[Location annotation dataset excerpts]

↓↓↓

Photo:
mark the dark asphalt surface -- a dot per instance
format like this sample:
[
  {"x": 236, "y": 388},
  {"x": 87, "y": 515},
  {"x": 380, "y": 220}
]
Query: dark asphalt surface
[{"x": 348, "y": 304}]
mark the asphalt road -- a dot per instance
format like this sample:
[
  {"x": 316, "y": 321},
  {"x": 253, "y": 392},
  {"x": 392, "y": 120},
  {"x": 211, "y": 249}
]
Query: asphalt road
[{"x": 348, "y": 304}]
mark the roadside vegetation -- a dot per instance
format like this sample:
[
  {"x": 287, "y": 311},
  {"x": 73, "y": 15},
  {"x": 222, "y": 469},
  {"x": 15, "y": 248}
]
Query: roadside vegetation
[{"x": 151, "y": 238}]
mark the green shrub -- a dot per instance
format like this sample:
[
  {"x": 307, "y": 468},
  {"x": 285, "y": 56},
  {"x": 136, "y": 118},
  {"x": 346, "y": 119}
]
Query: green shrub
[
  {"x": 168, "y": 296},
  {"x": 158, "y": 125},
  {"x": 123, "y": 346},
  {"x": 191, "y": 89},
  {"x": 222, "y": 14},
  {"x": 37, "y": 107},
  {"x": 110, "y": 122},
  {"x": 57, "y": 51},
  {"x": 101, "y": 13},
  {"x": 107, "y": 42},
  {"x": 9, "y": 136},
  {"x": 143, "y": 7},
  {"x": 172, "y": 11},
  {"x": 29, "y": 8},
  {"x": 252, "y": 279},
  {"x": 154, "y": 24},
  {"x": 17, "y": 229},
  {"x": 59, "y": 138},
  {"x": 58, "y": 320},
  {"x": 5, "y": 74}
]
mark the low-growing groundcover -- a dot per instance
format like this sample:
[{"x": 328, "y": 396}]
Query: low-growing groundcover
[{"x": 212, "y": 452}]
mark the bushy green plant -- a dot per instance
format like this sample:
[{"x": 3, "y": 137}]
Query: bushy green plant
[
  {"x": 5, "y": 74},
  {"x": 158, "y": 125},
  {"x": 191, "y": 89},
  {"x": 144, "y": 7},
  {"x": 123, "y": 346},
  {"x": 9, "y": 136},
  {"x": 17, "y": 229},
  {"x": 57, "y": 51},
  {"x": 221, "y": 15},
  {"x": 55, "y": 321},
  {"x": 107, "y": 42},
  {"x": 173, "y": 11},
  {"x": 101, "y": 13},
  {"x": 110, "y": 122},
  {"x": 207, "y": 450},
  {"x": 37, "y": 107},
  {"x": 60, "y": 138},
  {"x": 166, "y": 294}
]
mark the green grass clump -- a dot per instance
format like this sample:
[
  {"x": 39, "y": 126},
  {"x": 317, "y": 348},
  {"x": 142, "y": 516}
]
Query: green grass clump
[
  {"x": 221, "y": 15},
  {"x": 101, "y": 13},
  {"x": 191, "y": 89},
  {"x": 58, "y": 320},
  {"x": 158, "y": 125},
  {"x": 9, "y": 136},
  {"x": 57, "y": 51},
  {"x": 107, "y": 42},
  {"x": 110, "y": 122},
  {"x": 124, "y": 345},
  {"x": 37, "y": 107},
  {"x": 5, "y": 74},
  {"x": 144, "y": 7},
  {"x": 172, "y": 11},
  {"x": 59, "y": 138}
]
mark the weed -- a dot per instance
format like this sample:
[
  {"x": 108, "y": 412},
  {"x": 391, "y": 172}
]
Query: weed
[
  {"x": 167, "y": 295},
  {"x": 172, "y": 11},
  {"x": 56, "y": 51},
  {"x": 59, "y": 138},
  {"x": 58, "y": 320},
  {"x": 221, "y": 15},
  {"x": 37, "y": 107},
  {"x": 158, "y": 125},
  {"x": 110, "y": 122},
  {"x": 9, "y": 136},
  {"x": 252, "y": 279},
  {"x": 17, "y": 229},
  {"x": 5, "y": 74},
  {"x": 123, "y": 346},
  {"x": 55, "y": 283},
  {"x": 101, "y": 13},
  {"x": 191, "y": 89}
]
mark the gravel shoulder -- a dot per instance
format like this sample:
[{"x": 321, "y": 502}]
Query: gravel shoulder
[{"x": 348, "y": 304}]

↑↑↑

● **EXERCISE DESCRIPTION**
Reproduce all of the material above line for line, with no changes.

● **RESULT**
Photo:
mark the dark asphalt surface -- a dot per instance
format like this sample:
[
  {"x": 236, "y": 388},
  {"x": 87, "y": 515},
  {"x": 380, "y": 220}
]
Query: dark asphalt surface
[{"x": 348, "y": 304}]
mark the asphalt road -- a dot per instance
format like this sample:
[
  {"x": 316, "y": 321},
  {"x": 253, "y": 392},
  {"x": 392, "y": 120},
  {"x": 211, "y": 249}
]
Query: asphalt road
[{"x": 348, "y": 304}]
mark the roadside vegetation -- a dot per instance
format like this sample:
[
  {"x": 287, "y": 311},
  {"x": 73, "y": 15},
  {"x": 222, "y": 469},
  {"x": 15, "y": 248}
]
Query: roadside vegetation
[{"x": 151, "y": 238}]
mark the green shrub -- a dot per instance
format like this sample:
[
  {"x": 307, "y": 468},
  {"x": 285, "y": 56},
  {"x": 136, "y": 118},
  {"x": 346, "y": 119}
]
Query: green shrub
[
  {"x": 168, "y": 296},
  {"x": 158, "y": 125},
  {"x": 123, "y": 346},
  {"x": 191, "y": 89},
  {"x": 222, "y": 14},
  {"x": 37, "y": 107},
  {"x": 110, "y": 122},
  {"x": 57, "y": 51},
  {"x": 101, "y": 13},
  {"x": 107, "y": 42},
  {"x": 9, "y": 136},
  {"x": 143, "y": 7},
  {"x": 172, "y": 11},
  {"x": 29, "y": 8},
  {"x": 252, "y": 279},
  {"x": 154, "y": 24},
  {"x": 17, "y": 229},
  {"x": 59, "y": 138},
  {"x": 58, "y": 320},
  {"x": 5, "y": 74}
]
mark the low-growing groundcover -- a dot per instance
format like this sample:
[{"x": 328, "y": 396}]
Query: low-growing groundcover
[{"x": 212, "y": 452}]
mark the bushy green plant -- a dot per instance
format like this sample:
[{"x": 3, "y": 137}]
Query: bushy green plant
[
  {"x": 5, "y": 74},
  {"x": 158, "y": 125},
  {"x": 191, "y": 89},
  {"x": 144, "y": 7},
  {"x": 123, "y": 346},
  {"x": 9, "y": 136},
  {"x": 17, "y": 229},
  {"x": 57, "y": 51},
  {"x": 221, "y": 15},
  {"x": 55, "y": 321},
  {"x": 107, "y": 42},
  {"x": 173, "y": 11},
  {"x": 101, "y": 13},
  {"x": 110, "y": 122},
  {"x": 207, "y": 450},
  {"x": 37, "y": 107},
  {"x": 60, "y": 138},
  {"x": 166, "y": 294}
]
mark the green grass clump -- a dot per instance
format like this sample:
[
  {"x": 39, "y": 126},
  {"x": 317, "y": 348},
  {"x": 142, "y": 516}
]
Query: green grass clump
[
  {"x": 221, "y": 15},
  {"x": 101, "y": 13},
  {"x": 191, "y": 89},
  {"x": 58, "y": 320},
  {"x": 158, "y": 125},
  {"x": 9, "y": 136},
  {"x": 57, "y": 51},
  {"x": 107, "y": 42},
  {"x": 110, "y": 122},
  {"x": 124, "y": 345},
  {"x": 37, "y": 107},
  {"x": 5, "y": 74},
  {"x": 144, "y": 7},
  {"x": 172, "y": 11},
  {"x": 59, "y": 138}
]
mark the weed -- a dot per instance
format like this sample:
[
  {"x": 108, "y": 412},
  {"x": 391, "y": 172}
]
Query: weed
[
  {"x": 167, "y": 295},
  {"x": 172, "y": 11},
  {"x": 56, "y": 51},
  {"x": 59, "y": 138},
  {"x": 58, "y": 320},
  {"x": 221, "y": 15},
  {"x": 37, "y": 107},
  {"x": 158, "y": 125},
  {"x": 110, "y": 122},
  {"x": 9, "y": 136},
  {"x": 252, "y": 279},
  {"x": 17, "y": 229},
  {"x": 5, "y": 74},
  {"x": 123, "y": 346},
  {"x": 55, "y": 283},
  {"x": 101, "y": 13},
  {"x": 191, "y": 89}
]
mark the gravel shoulder -- a dot per instance
format like this sample:
[{"x": 321, "y": 502}]
Query: gravel shoulder
[{"x": 348, "y": 304}]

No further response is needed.